# Start of THE RECORDS
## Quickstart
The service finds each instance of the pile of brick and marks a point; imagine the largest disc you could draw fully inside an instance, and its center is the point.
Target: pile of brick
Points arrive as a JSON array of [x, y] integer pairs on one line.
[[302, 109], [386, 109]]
# End of THE RECORDS
▶ _TASK STATEMENT_: Set down every line of the records above again, word for word and with nothing changed.

▶ _COMPLETED TASK_:
## Quickstart
The service finds each instance of the pile of brick and marks a point; imagine the largest disc you could draw fully inside an instance, and its center is the point.
Target: pile of brick
Points arrive as a JSON array of [x, y] integer pairs on one line.
[[302, 109], [386, 109]]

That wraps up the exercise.